- _OBJETIVO DE LA TAREA_
Copia todas las líneas del listado, con las indicaciones incluidas, y multiplica por 1,65 cada coordenada de las respuestas, redondeando al entero más próximo (las mitades, hacia arriba).

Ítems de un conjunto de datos
□ □ □

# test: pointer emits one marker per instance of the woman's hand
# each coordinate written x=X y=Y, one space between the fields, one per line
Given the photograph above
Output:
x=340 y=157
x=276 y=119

□ □ □

- _SOLUCIÓN DEL PROBLEMA_
# test: pointer emits one marker per instance of the woman's hand
# each coordinate written x=X y=Y, one space between the fields, one per line
Given the photograph above
Output:
x=561 y=259
x=455 y=196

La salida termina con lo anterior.